• **RECORDS FOR THE TASK**
>> START

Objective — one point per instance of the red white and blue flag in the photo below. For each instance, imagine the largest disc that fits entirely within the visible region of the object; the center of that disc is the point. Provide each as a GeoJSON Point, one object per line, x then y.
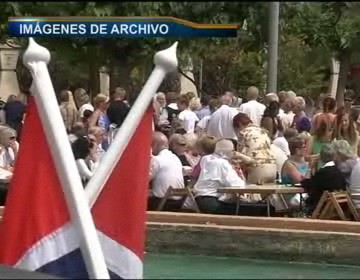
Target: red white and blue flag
{"type": "Point", "coordinates": [36, 232]}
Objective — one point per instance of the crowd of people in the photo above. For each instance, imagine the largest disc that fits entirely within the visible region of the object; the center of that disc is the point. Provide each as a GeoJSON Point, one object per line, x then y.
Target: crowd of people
{"type": "Point", "coordinates": [215, 142]}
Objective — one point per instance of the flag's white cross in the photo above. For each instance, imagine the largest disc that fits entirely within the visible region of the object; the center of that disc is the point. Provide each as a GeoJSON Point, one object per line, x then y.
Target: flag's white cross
{"type": "Point", "coordinates": [165, 62]}
{"type": "Point", "coordinates": [36, 59]}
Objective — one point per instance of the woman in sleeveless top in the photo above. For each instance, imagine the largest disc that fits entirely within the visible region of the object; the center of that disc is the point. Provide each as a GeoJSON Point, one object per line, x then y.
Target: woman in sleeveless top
{"type": "Point", "coordinates": [295, 169]}
{"type": "Point", "coordinates": [323, 135]}
{"type": "Point", "coordinates": [99, 117]}
{"type": "Point", "coordinates": [345, 129]}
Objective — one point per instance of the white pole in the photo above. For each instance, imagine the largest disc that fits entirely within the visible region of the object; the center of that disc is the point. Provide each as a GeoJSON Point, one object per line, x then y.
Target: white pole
{"type": "Point", "coordinates": [165, 62]}
{"type": "Point", "coordinates": [36, 59]}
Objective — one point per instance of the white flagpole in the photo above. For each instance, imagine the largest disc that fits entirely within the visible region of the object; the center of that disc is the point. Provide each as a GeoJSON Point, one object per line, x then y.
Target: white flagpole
{"type": "Point", "coordinates": [36, 59]}
{"type": "Point", "coordinates": [165, 62]}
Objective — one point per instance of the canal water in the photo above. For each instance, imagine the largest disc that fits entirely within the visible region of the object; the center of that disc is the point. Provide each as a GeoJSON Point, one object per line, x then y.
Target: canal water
{"type": "Point", "coordinates": [161, 266]}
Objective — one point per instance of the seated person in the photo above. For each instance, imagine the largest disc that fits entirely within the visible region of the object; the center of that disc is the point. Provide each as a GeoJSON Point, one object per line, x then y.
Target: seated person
{"type": "Point", "coordinates": [327, 178]}
{"type": "Point", "coordinates": [206, 146]}
{"type": "Point", "coordinates": [295, 169]}
{"type": "Point", "coordinates": [178, 146]}
{"type": "Point", "coordinates": [166, 171]}
{"type": "Point", "coordinates": [77, 130]}
{"type": "Point", "coordinates": [217, 172]}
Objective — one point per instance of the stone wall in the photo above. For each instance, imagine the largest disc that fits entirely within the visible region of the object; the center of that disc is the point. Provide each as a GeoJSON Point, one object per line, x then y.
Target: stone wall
{"type": "Point", "coordinates": [251, 242]}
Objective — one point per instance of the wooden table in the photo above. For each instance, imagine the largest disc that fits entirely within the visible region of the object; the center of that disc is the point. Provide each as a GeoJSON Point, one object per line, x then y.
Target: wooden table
{"type": "Point", "coordinates": [265, 190]}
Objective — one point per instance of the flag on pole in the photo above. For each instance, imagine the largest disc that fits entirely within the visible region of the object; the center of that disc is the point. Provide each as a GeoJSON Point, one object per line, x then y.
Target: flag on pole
{"type": "Point", "coordinates": [36, 232]}
{"type": "Point", "coordinates": [120, 210]}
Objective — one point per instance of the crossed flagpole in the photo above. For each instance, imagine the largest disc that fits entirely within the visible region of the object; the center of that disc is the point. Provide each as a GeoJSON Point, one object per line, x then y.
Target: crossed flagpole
{"type": "Point", "coordinates": [36, 59]}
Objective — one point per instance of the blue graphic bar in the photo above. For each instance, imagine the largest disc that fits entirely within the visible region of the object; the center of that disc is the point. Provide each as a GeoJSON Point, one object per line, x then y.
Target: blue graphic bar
{"type": "Point", "coordinates": [116, 27]}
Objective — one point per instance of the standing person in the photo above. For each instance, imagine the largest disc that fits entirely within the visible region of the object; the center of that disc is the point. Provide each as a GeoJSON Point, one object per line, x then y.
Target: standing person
{"type": "Point", "coordinates": [122, 95]}
{"type": "Point", "coordinates": [78, 95]}
{"type": "Point", "coordinates": [345, 129]}
{"type": "Point", "coordinates": [220, 121]}
{"type": "Point", "coordinates": [186, 115]}
{"type": "Point", "coordinates": [253, 109]}
{"type": "Point", "coordinates": [323, 135]}
{"type": "Point", "coordinates": [287, 115]}
{"type": "Point", "coordinates": [68, 110]}
{"type": "Point", "coordinates": [85, 105]}
{"type": "Point", "coordinates": [202, 125]}
{"type": "Point", "coordinates": [99, 117]}
{"type": "Point", "coordinates": [14, 113]}
{"type": "Point", "coordinates": [163, 112]}
{"type": "Point", "coordinates": [271, 120]}
{"type": "Point", "coordinates": [172, 108]}
{"type": "Point", "coordinates": [299, 110]}
{"type": "Point", "coordinates": [84, 150]}
{"type": "Point", "coordinates": [9, 148]}
{"type": "Point", "coordinates": [327, 113]}
{"type": "Point", "coordinates": [117, 109]}
{"type": "Point", "coordinates": [255, 143]}
{"type": "Point", "coordinates": [205, 109]}
{"type": "Point", "coordinates": [349, 100]}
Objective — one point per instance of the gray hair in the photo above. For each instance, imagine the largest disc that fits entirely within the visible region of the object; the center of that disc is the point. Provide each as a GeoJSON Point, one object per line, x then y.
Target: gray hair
{"type": "Point", "coordinates": [272, 97]}
{"type": "Point", "coordinates": [290, 94]}
{"type": "Point", "coordinates": [300, 101]}
{"type": "Point", "coordinates": [224, 148]}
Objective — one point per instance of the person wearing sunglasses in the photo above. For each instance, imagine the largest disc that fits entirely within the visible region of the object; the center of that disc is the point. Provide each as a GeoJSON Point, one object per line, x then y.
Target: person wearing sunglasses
{"type": "Point", "coordinates": [9, 147]}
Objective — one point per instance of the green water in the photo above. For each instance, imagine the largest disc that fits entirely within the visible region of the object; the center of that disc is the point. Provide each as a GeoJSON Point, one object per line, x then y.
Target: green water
{"type": "Point", "coordinates": [163, 266]}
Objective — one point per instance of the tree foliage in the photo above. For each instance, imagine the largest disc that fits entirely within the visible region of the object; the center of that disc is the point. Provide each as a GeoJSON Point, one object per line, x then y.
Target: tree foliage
{"type": "Point", "coordinates": [310, 33]}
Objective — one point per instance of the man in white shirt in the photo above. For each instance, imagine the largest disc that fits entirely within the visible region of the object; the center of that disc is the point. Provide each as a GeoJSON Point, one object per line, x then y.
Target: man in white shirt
{"type": "Point", "coordinates": [287, 116]}
{"type": "Point", "coordinates": [253, 109]}
{"type": "Point", "coordinates": [216, 172]}
{"type": "Point", "coordinates": [220, 122]}
{"type": "Point", "coordinates": [165, 172]}
{"type": "Point", "coordinates": [188, 117]}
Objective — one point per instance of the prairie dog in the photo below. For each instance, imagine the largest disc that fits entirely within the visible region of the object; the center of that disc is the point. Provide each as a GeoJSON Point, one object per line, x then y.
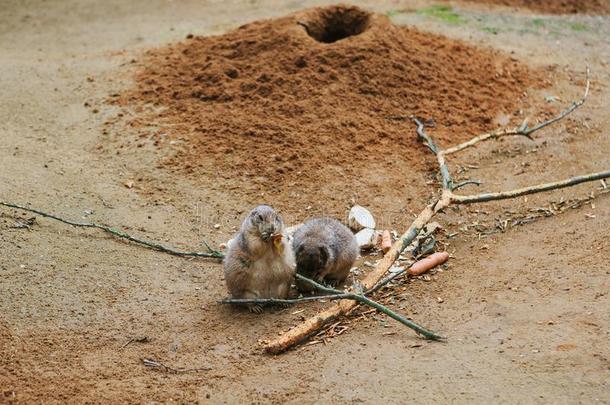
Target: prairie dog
{"type": "Point", "coordinates": [259, 262]}
{"type": "Point", "coordinates": [325, 249]}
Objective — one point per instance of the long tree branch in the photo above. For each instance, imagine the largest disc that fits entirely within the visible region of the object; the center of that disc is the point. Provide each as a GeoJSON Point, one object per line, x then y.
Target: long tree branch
{"type": "Point", "coordinates": [572, 181]}
{"type": "Point", "coordinates": [311, 325]}
{"type": "Point", "coordinates": [523, 129]}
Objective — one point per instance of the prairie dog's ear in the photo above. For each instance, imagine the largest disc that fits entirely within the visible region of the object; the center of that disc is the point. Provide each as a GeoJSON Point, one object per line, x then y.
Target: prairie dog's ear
{"type": "Point", "coordinates": [323, 255]}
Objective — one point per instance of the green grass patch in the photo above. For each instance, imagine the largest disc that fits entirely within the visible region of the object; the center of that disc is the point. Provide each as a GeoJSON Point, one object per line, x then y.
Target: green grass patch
{"type": "Point", "coordinates": [443, 13]}
{"type": "Point", "coordinates": [392, 13]}
{"type": "Point", "coordinates": [579, 27]}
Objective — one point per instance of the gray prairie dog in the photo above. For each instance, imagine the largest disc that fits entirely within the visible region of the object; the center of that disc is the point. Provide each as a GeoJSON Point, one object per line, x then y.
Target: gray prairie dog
{"type": "Point", "coordinates": [325, 250]}
{"type": "Point", "coordinates": [260, 262]}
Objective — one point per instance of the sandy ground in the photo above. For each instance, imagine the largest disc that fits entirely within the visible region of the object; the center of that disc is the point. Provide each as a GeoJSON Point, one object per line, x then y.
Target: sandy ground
{"type": "Point", "coordinates": [527, 311]}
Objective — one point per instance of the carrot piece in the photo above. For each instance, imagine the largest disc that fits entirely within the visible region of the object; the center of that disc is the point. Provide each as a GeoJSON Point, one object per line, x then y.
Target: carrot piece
{"type": "Point", "coordinates": [386, 241]}
{"type": "Point", "coordinates": [420, 267]}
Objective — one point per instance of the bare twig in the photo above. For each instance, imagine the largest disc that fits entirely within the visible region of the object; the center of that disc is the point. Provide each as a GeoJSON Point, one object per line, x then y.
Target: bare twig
{"type": "Point", "coordinates": [523, 129]}
{"type": "Point", "coordinates": [334, 294]}
{"type": "Point", "coordinates": [572, 181]}
{"type": "Point", "coordinates": [310, 326]}
{"type": "Point", "coordinates": [120, 234]}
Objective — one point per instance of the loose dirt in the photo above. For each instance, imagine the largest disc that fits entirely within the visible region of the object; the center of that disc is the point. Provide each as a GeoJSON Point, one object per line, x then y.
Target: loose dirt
{"type": "Point", "coordinates": [280, 103]}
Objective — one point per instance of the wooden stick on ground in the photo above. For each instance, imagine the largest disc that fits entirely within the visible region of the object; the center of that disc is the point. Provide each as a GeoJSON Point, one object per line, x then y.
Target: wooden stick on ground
{"type": "Point", "coordinates": [313, 324]}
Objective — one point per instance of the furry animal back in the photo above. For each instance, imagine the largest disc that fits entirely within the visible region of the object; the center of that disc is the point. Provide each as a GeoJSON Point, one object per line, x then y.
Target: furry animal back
{"type": "Point", "coordinates": [325, 250]}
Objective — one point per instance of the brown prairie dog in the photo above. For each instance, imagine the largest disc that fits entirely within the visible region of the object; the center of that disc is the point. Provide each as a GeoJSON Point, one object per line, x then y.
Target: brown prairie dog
{"type": "Point", "coordinates": [259, 262]}
{"type": "Point", "coordinates": [325, 250]}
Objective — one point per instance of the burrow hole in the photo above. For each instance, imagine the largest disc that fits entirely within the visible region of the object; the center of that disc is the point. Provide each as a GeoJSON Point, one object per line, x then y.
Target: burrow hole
{"type": "Point", "coordinates": [332, 24]}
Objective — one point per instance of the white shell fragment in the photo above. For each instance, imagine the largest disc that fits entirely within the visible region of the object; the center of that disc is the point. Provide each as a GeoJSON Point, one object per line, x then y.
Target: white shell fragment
{"type": "Point", "coordinates": [366, 238]}
{"type": "Point", "coordinates": [359, 218]}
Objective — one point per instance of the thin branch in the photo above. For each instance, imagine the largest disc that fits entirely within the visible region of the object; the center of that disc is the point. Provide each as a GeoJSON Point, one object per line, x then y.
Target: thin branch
{"type": "Point", "coordinates": [367, 301]}
{"type": "Point", "coordinates": [523, 129]}
{"type": "Point", "coordinates": [465, 183]}
{"type": "Point", "coordinates": [572, 107]}
{"type": "Point", "coordinates": [446, 177]}
{"type": "Point", "coordinates": [279, 301]}
{"type": "Point", "coordinates": [311, 325]}
{"type": "Point", "coordinates": [468, 199]}
{"type": "Point", "coordinates": [120, 234]}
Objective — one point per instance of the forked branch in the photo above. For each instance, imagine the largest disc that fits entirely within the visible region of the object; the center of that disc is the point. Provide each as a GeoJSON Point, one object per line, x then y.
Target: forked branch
{"type": "Point", "coordinates": [311, 325]}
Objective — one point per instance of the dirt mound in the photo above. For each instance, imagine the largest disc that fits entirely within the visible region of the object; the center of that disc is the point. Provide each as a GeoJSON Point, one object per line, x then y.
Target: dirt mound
{"type": "Point", "coordinates": [557, 6]}
{"type": "Point", "coordinates": [323, 93]}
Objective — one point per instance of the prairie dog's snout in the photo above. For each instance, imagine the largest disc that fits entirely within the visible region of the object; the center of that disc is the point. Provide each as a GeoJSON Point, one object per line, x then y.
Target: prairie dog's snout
{"type": "Point", "coordinates": [265, 221]}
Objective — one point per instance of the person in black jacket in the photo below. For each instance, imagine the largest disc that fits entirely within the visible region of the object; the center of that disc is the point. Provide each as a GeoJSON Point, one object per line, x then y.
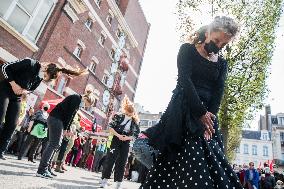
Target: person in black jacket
{"type": "Point", "coordinates": [59, 122]}
{"type": "Point", "coordinates": [125, 128]}
{"type": "Point", "coordinates": [17, 78]}
{"type": "Point", "coordinates": [187, 135]}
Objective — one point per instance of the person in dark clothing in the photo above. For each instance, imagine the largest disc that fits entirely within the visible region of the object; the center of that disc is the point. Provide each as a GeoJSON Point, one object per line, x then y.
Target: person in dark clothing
{"type": "Point", "coordinates": [59, 122]}
{"type": "Point", "coordinates": [37, 131]}
{"type": "Point", "coordinates": [17, 78]}
{"type": "Point", "coordinates": [268, 181]}
{"type": "Point", "coordinates": [101, 149]}
{"type": "Point", "coordinates": [125, 128]}
{"type": "Point", "coordinates": [22, 133]}
{"type": "Point", "coordinates": [187, 135]}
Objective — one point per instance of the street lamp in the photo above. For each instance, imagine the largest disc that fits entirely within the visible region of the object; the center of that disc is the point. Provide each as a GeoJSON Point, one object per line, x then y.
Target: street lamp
{"type": "Point", "coordinates": [116, 79]}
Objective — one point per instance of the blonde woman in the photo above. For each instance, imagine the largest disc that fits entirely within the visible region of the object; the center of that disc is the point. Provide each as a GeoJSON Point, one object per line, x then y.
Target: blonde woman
{"type": "Point", "coordinates": [124, 127]}
{"type": "Point", "coordinates": [16, 79]}
{"type": "Point", "coordinates": [187, 135]}
{"type": "Point", "coordinates": [59, 123]}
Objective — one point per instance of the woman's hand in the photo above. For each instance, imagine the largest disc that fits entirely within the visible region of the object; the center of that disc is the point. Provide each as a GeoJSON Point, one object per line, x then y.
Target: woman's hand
{"type": "Point", "coordinates": [16, 88]}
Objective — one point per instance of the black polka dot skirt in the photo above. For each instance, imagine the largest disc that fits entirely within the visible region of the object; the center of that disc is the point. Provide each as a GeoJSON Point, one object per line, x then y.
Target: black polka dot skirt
{"type": "Point", "coordinates": [200, 164]}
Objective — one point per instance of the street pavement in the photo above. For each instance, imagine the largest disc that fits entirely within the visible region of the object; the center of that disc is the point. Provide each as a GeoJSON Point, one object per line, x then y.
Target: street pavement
{"type": "Point", "coordinates": [20, 174]}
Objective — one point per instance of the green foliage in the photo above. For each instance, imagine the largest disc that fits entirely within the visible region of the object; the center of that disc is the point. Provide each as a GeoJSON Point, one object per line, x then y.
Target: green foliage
{"type": "Point", "coordinates": [249, 56]}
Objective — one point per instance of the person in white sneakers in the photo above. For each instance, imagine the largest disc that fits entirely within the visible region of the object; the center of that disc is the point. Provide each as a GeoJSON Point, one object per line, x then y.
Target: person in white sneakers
{"type": "Point", "coordinates": [124, 127]}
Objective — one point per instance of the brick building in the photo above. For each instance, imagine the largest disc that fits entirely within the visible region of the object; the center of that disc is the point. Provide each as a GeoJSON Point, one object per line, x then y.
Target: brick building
{"type": "Point", "coordinates": [92, 34]}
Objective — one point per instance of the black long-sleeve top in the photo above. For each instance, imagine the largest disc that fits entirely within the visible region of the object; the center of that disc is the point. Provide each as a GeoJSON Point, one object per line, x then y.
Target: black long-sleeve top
{"type": "Point", "coordinates": [200, 87]}
{"type": "Point", "coordinates": [202, 80]}
{"type": "Point", "coordinates": [24, 72]}
{"type": "Point", "coordinates": [66, 110]}
{"type": "Point", "coordinates": [116, 125]}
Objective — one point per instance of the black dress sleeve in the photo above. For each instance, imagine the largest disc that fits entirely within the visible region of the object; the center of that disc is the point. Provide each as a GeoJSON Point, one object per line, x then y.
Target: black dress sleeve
{"type": "Point", "coordinates": [184, 62]}
{"type": "Point", "coordinates": [10, 68]}
{"type": "Point", "coordinates": [73, 103]}
{"type": "Point", "coordinates": [218, 92]}
{"type": "Point", "coordinates": [116, 120]}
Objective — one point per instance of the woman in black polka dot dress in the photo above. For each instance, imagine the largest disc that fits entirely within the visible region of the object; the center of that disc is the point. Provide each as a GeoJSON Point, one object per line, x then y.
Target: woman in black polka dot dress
{"type": "Point", "coordinates": [187, 136]}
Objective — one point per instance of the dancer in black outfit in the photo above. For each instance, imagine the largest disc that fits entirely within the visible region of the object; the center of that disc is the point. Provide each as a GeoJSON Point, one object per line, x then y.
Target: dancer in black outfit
{"type": "Point", "coordinates": [125, 128]}
{"type": "Point", "coordinates": [59, 122]}
{"type": "Point", "coordinates": [187, 136]}
{"type": "Point", "coordinates": [17, 78]}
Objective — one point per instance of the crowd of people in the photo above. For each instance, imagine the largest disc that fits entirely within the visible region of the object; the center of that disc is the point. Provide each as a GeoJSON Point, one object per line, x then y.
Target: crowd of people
{"type": "Point", "coordinates": [187, 137]}
{"type": "Point", "coordinates": [259, 178]}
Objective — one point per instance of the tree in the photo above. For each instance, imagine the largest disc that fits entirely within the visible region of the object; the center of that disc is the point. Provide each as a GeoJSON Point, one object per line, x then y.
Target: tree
{"type": "Point", "coordinates": [249, 56]}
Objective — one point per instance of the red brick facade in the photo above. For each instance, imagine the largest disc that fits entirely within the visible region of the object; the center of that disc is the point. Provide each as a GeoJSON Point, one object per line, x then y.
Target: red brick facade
{"type": "Point", "coordinates": [66, 29]}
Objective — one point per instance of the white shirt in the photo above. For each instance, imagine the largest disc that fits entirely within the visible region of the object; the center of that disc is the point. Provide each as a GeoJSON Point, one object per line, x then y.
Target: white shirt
{"type": "Point", "coordinates": [127, 126]}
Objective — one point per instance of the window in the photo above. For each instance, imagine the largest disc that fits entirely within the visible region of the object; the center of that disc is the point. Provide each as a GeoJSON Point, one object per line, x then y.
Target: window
{"type": "Point", "coordinates": [265, 151]}
{"type": "Point", "coordinates": [281, 136]}
{"type": "Point", "coordinates": [245, 149]}
{"type": "Point", "coordinates": [105, 78]}
{"type": "Point", "coordinates": [98, 2]}
{"type": "Point", "coordinates": [26, 16]}
{"type": "Point", "coordinates": [102, 39]}
{"type": "Point", "coordinates": [281, 121]}
{"type": "Point", "coordinates": [119, 32]}
{"type": "Point", "coordinates": [61, 85]}
{"type": "Point", "coordinates": [89, 23]}
{"type": "Point", "coordinates": [254, 150]}
{"type": "Point", "coordinates": [109, 18]}
{"type": "Point", "coordinates": [111, 54]}
{"type": "Point", "coordinates": [265, 136]}
{"type": "Point", "coordinates": [144, 122]}
{"type": "Point", "coordinates": [238, 150]}
{"type": "Point", "coordinates": [154, 123]}
{"type": "Point", "coordinates": [117, 2]}
{"type": "Point", "coordinates": [93, 66]}
{"type": "Point", "coordinates": [78, 51]}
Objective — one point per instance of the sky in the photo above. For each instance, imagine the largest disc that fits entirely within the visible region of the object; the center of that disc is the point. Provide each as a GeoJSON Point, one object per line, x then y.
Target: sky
{"type": "Point", "coordinates": [159, 73]}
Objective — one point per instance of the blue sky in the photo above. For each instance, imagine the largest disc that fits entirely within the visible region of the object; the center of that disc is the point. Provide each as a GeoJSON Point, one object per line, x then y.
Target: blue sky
{"type": "Point", "coordinates": [158, 73]}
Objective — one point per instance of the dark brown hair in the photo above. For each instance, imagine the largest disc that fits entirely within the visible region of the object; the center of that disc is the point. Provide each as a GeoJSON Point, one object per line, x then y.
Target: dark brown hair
{"type": "Point", "coordinates": [220, 23]}
{"type": "Point", "coordinates": [53, 69]}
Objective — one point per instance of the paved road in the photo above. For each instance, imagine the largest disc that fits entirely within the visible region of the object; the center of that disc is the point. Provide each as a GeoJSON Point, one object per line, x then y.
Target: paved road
{"type": "Point", "coordinates": [16, 174]}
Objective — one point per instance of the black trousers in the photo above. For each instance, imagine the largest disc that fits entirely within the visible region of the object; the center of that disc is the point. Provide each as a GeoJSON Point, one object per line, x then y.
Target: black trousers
{"type": "Point", "coordinates": [32, 141]}
{"type": "Point", "coordinates": [9, 111]}
{"type": "Point", "coordinates": [19, 137]}
{"type": "Point", "coordinates": [117, 155]}
{"type": "Point", "coordinates": [62, 150]}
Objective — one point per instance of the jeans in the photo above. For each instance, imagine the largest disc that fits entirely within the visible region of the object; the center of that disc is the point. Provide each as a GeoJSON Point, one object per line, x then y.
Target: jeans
{"type": "Point", "coordinates": [55, 127]}
{"type": "Point", "coordinates": [117, 155]}
{"type": "Point", "coordinates": [9, 111]}
{"type": "Point", "coordinates": [34, 143]}
{"type": "Point", "coordinates": [60, 154]}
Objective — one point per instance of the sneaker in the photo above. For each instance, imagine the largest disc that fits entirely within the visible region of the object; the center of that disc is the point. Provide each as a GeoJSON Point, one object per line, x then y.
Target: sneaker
{"type": "Point", "coordinates": [45, 174]}
{"type": "Point", "coordinates": [118, 185]}
{"type": "Point", "coordinates": [51, 173]}
{"type": "Point", "coordinates": [103, 183]}
{"type": "Point", "coordinates": [2, 157]}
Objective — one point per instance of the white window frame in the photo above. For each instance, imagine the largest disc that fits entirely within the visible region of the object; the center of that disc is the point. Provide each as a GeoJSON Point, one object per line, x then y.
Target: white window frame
{"type": "Point", "coordinates": [89, 23]}
{"type": "Point", "coordinates": [92, 65]}
{"type": "Point", "coordinates": [31, 19]}
{"type": "Point", "coordinates": [109, 15]}
{"type": "Point", "coordinates": [254, 149]}
{"type": "Point", "coordinates": [246, 149]}
{"type": "Point", "coordinates": [98, 4]}
{"type": "Point", "coordinates": [265, 151]}
{"type": "Point", "coordinates": [100, 39]}
{"type": "Point", "coordinates": [119, 30]}
{"type": "Point", "coordinates": [78, 51]}
{"type": "Point", "coordinates": [110, 53]}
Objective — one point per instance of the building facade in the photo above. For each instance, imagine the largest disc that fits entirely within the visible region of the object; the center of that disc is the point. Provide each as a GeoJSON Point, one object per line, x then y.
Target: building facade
{"type": "Point", "coordinates": [255, 146]}
{"type": "Point", "coordinates": [107, 37]}
{"type": "Point", "coordinates": [277, 122]}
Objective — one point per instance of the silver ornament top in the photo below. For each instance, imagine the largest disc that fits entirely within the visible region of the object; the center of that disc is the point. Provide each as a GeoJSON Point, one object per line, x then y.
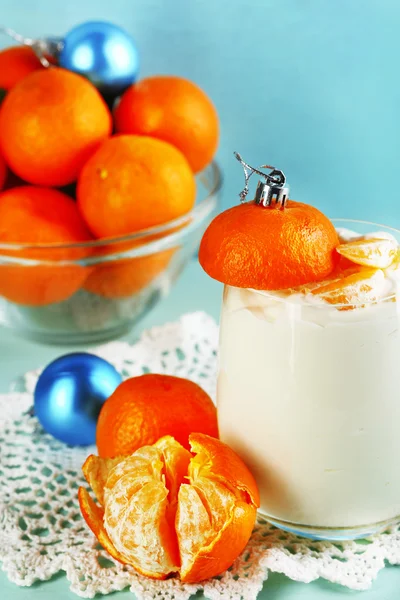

>> END

Reproduce the records verbatim, starting at the line that contains "Objective — one point per instance of the building" and running through the end of the records, with both ends included and the pictures left out.

• **TASK OUTPUT**
Objective — one point per instance of the building facade in the photo above. For each instance, imagine the largest disc that fits entirely within the visible region of the object; the center of that disc is the point. Provide each as a GeoJSON Point, one object per line, x then y.
Target: building facade
{"type": "Point", "coordinates": [255, 146]}
{"type": "Point", "coordinates": [107, 37]}
{"type": "Point", "coordinates": [277, 122]}
Objective — one point per instance of the silver ornament top in the photo below. For each instance, imagine the largest disc that fits entirely within the visible region of the object; the center of that disc is the point. Provide each as a GeoJSON Point, one object per line, x then y.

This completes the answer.